→ **Excerto do documento**
────────

A importância da desmaterialização dos actos e assinatura electrónica no contexto pandémico

  • Raquel Ferreira
  • 28 Dezembro 2020

De facto, o reduzido controlo que muitos utilizadores têm sobre as ferramentas digitais, poderá significar um maior risco de fraude.

Numa altura em que são impostas medidas de distanciamento social, surgem novas formas de lidar com as formalidades do dia-a-dia e assistimos a um crescimento da utilização dos meios digitais, seja pela necessidade de manter os negócios em curso, seja pela praticidade destas soluções.

No que concerne à actividade imobiliária, tornou-se premente a adopção de soluções de celebração de contratos à distância, que permitisse a continuidade de formalização de negócios. É neste contexto de necessidade da transformação digital que a assinatura electrónica assume especial relevo. Esta corresponde a um instrumento digital para subscrever, de forma válida e segura, documentos electrónicos à distância, cumpridos determinados pressupostos para garantia da sua autenticidade e segurança.

Existem três tipos: a simples, a avançada e a qualificada. A assinatura electrónica simples normalmente é a utilizada em processos de aceitação online, feita através de um simples “clique”; a assinatura electrónica avançada já identifica o seu titular como autor, permitindo detectar qualquer alteração ao conteúdo de um documento assinado; Finalmente, a assinatura electrónica qualificada reúne todas estas características sendo gerada através de um dispositivo seguro de criação de assinatura certificado por uma entidade devidamente credenciada.

────────

→ **Registos de dados**
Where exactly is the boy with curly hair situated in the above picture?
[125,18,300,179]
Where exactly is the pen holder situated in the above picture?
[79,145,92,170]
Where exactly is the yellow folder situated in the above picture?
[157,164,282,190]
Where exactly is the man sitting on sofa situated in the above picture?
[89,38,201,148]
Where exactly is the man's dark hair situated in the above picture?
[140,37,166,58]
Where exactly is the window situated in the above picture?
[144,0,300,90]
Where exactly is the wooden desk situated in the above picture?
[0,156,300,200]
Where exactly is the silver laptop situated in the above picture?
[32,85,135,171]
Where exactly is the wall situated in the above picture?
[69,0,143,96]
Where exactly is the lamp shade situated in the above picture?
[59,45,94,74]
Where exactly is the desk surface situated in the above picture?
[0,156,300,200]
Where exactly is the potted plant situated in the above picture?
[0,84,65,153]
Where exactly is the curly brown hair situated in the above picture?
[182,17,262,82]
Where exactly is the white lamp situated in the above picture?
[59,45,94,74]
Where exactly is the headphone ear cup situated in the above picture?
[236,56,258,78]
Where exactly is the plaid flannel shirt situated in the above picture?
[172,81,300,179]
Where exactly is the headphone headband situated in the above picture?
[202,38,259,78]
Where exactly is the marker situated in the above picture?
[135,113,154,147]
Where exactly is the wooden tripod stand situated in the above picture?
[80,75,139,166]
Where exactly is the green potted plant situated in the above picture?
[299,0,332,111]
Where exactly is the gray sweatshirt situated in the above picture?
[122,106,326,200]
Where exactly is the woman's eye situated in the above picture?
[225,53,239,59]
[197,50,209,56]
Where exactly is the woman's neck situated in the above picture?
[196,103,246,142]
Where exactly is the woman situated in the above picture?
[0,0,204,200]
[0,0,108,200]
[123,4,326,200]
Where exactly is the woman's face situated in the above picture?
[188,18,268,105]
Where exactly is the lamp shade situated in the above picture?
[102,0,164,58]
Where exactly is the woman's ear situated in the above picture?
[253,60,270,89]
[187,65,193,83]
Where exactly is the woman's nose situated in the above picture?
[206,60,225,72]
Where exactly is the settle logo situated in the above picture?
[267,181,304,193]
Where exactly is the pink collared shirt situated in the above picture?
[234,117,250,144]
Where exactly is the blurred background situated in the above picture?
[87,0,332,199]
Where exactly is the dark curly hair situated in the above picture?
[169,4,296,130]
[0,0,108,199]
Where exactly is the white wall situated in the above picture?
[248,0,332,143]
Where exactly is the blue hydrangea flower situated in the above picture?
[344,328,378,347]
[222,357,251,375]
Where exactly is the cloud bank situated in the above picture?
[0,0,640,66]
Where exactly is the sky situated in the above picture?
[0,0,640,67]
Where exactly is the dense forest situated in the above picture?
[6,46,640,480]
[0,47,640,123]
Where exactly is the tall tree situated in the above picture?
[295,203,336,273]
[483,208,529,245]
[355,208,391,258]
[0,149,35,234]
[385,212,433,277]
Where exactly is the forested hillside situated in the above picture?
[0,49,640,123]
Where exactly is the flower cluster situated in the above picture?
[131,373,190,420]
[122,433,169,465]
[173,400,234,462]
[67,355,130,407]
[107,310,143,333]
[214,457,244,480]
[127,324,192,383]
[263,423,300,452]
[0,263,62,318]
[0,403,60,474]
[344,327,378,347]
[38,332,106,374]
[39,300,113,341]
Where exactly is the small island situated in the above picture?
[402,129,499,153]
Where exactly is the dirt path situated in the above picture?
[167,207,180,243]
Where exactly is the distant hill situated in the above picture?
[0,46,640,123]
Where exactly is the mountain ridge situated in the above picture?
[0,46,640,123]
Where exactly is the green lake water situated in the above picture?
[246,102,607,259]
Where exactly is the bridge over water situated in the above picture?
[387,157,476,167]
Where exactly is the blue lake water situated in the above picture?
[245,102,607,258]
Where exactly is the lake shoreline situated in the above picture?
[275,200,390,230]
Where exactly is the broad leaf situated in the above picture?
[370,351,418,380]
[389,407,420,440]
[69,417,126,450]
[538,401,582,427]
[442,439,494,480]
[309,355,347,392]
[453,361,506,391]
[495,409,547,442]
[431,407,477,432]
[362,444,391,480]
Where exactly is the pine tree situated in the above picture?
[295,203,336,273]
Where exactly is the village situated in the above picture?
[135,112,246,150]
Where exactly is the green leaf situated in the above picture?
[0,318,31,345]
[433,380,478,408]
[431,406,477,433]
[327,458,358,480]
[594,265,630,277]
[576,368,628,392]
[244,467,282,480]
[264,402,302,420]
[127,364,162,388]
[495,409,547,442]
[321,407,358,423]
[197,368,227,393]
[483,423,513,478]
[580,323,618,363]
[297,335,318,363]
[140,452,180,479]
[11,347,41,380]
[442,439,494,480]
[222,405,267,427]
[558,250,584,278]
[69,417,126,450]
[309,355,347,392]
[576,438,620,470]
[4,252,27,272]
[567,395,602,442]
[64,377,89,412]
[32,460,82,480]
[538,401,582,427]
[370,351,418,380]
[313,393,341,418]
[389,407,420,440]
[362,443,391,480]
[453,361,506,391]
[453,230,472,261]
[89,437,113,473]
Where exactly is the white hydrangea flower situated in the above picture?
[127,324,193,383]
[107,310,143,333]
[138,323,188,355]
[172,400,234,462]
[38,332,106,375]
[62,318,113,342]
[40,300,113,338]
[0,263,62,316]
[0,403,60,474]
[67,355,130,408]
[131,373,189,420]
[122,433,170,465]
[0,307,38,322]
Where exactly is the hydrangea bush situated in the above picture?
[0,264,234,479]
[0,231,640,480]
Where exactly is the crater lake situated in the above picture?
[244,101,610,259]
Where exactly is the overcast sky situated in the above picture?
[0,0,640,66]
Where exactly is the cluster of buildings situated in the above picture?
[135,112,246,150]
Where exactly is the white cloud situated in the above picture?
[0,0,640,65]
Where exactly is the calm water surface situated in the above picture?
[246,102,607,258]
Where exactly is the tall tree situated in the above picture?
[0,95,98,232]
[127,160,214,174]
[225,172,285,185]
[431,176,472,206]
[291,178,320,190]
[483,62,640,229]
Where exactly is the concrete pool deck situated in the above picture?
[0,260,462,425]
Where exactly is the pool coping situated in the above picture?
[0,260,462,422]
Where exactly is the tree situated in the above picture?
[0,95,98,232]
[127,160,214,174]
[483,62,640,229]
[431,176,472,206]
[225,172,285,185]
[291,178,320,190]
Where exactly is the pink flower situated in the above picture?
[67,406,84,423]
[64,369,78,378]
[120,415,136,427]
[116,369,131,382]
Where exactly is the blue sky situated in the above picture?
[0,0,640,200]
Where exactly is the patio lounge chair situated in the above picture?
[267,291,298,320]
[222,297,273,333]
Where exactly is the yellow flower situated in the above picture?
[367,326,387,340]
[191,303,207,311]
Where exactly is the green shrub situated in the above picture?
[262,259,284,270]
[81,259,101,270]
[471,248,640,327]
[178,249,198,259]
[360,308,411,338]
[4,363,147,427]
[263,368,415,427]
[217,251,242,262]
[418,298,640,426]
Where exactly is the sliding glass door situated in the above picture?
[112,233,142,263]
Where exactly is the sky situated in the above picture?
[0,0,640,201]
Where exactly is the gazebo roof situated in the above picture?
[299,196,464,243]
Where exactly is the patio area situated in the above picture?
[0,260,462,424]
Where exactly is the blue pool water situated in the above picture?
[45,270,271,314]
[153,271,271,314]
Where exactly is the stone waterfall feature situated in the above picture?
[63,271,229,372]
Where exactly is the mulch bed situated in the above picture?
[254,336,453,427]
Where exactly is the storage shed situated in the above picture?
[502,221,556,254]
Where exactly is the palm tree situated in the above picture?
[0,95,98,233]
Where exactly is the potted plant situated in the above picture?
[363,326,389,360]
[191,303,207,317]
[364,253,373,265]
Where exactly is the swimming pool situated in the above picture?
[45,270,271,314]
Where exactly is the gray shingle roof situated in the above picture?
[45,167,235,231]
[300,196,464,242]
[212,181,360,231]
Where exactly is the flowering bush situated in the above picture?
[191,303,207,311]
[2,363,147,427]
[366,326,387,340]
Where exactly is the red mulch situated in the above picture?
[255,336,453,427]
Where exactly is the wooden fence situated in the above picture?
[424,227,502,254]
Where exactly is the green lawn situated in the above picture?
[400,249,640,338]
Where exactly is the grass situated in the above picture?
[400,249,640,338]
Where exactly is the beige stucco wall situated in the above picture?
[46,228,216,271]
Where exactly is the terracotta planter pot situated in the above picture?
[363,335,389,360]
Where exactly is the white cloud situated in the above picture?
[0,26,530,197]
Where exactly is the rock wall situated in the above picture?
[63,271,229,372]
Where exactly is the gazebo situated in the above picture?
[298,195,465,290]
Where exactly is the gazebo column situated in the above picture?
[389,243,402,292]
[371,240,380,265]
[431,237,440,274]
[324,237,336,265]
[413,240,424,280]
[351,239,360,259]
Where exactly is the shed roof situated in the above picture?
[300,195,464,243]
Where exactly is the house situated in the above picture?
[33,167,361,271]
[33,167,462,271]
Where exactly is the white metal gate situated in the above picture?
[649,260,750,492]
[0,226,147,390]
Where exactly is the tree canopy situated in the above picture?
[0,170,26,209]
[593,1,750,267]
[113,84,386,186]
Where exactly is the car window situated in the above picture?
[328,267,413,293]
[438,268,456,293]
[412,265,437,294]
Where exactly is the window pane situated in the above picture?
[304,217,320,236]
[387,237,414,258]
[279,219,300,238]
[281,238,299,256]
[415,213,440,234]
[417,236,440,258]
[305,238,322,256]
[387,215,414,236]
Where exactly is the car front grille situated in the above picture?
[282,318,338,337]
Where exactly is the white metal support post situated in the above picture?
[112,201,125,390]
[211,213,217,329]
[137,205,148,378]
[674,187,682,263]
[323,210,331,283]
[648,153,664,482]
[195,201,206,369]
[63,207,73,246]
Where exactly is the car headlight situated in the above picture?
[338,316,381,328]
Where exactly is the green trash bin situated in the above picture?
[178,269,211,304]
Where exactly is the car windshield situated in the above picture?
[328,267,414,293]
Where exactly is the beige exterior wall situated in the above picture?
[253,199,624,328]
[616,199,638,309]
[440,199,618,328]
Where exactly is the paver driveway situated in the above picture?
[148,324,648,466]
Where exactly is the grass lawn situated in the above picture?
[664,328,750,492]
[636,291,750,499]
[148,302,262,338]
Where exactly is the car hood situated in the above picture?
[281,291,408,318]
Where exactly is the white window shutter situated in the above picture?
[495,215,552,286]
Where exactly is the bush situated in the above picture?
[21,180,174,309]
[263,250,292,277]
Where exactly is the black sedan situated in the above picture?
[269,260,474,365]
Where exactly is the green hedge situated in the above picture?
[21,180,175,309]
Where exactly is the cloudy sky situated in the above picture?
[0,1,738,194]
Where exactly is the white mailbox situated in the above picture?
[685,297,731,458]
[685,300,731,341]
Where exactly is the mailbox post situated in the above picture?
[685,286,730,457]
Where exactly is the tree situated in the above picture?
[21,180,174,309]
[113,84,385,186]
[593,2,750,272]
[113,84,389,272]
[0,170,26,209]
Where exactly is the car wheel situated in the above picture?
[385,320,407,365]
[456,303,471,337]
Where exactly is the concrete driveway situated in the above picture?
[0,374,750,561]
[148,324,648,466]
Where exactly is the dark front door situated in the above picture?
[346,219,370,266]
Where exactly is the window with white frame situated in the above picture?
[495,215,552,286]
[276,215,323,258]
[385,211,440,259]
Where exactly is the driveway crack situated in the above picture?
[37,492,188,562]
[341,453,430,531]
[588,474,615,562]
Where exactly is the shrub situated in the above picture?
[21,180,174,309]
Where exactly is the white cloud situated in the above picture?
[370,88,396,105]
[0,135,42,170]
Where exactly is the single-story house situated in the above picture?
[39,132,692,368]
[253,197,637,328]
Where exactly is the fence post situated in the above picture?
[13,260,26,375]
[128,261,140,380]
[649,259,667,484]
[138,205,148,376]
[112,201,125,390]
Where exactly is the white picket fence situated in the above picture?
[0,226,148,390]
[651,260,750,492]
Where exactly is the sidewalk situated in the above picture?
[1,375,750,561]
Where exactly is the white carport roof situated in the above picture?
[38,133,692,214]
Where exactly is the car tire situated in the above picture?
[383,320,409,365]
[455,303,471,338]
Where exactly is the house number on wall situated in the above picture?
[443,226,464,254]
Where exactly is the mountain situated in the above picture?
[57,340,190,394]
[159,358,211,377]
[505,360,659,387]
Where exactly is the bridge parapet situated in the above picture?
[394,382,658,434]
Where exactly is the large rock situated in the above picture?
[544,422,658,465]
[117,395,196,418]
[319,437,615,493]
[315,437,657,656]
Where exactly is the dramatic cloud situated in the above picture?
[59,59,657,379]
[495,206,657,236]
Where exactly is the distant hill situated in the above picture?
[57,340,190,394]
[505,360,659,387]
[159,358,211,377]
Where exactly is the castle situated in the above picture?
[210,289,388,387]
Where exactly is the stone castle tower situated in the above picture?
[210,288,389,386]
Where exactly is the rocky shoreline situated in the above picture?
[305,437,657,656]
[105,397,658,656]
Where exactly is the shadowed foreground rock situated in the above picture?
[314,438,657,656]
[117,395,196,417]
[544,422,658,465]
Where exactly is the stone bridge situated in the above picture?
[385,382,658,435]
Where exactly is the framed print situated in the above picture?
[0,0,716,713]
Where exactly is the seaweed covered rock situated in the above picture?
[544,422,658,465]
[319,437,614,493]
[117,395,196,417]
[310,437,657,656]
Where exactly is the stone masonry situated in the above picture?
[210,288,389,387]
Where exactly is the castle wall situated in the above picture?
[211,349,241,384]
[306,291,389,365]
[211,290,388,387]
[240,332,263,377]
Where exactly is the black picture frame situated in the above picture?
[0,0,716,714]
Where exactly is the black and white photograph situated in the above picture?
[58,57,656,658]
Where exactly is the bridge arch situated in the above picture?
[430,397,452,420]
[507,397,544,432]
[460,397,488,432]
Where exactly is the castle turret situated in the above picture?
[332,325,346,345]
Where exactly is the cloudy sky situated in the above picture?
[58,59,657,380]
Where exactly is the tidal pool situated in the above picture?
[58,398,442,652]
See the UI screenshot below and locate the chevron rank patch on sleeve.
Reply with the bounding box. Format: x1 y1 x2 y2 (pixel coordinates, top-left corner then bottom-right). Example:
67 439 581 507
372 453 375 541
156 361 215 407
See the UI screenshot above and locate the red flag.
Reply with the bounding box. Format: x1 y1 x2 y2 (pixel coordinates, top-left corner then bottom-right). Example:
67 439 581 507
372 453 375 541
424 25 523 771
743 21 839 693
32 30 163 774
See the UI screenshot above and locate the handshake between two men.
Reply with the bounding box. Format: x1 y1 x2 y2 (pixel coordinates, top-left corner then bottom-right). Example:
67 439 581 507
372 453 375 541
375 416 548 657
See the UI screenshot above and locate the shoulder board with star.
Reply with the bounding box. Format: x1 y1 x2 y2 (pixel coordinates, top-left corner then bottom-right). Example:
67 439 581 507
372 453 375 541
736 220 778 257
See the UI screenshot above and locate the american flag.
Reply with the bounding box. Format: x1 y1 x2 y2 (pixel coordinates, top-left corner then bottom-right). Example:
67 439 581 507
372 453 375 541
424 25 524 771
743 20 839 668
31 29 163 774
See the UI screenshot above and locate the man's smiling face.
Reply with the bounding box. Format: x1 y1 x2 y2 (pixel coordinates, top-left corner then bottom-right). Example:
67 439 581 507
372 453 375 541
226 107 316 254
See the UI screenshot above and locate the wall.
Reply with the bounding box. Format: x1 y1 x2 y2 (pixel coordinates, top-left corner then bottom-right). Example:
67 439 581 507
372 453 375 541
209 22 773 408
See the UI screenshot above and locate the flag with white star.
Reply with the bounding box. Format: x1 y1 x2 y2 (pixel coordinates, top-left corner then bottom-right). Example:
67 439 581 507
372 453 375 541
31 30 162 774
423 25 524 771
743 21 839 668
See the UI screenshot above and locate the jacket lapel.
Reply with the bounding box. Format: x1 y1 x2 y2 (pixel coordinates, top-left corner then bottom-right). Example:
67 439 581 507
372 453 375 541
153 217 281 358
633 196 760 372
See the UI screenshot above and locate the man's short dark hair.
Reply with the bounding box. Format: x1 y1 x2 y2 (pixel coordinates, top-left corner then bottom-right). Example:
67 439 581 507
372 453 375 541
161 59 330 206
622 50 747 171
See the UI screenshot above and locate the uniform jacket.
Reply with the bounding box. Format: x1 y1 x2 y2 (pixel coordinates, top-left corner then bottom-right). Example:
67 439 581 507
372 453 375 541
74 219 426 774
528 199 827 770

────────

→ **As suas tarefas**
[A] Segundo o artigo sobre a assinatura eletrónica, por que motivo se tornou premente, na atividade imobiliária, adotar soluções de celebração de contratos à distância?
[B] Prossiga a redação do artigo sobre a assinatura eletrónica a partir do ponto em que termina.

→ **Respostas apresentadas**
[A] Num período em que são impostas medidas de distanciamento social, essas soluções tornaram-se prementes para permitir a continuidade da formalização de negócios.

[B]
Parece-me que sempre que legalmente for exigida a aposição de uma assinatura autógrafa a um documento, será necessária a aposição de uma assinatura electrónica qualificada, de forma a garantir a validade da mesma. Assim, a título de exemplo, face à legislação em vigor, a assinatura de um contrato de mediação imobiliária deverá necessariamente ser concretizada através da assinatura electrónica qualificada.

E quanto aos contratos para os quais a lei exige forma de documento autêntico ou documento particular autenticado? Será possível celebrar um contrato de compra e venda de um imóvel à distância? Entendo que não.

Não obstante o princípio da liberdade de celebração de contratos por via electrónica ou remota em que assenta a redacção do Decreto-Lei n.º 7/2004, de 7 de Janeiro, que regula o comércio electrónico no mercado interno e o tratamento de dados pessoais, é o artigo 25.º, n.º 2 do próprio normativo que expressamente exclui do “do princípio da admissibilidade” da contratação por via electrónica os “negócios legalmente sujeitos a reconhecimento ou autenticação notariais” e “reais imobiliários, com excepção do arrendamento”.

O nosso Código Notarial exige que o documento seja lido em voz alta e explicado o seu conteúdo, perante todos os intervenientes. Ora, actualmente é possível a um notário ou advogado/solicitador convocar as partes para uma videoconferência, apurando-se dessa forma a vontade das mesmas e explicando-se o conteúdo do acto…

Fica, no entanto, em falta (parece-nos) um elemento essencial: a garantia da identidade dos intervenientes.

De facto, o reduzido controlo que muitos utilizadores têm sobre as ferramentas digitais, poderá significar um maior risco de fraude.

Entendemos que será por isso de excluir da tendência da desmaterialização, os contratos que requeiram documento autêntico ou documento particular autenticado – e que, por isso, exigem a presença das partes – uma vez que ainda não dispomos de ferramentas que nos permitam aferir a identidade de alguém com quem estamos em contacto, por exemplo, através de videoconferência.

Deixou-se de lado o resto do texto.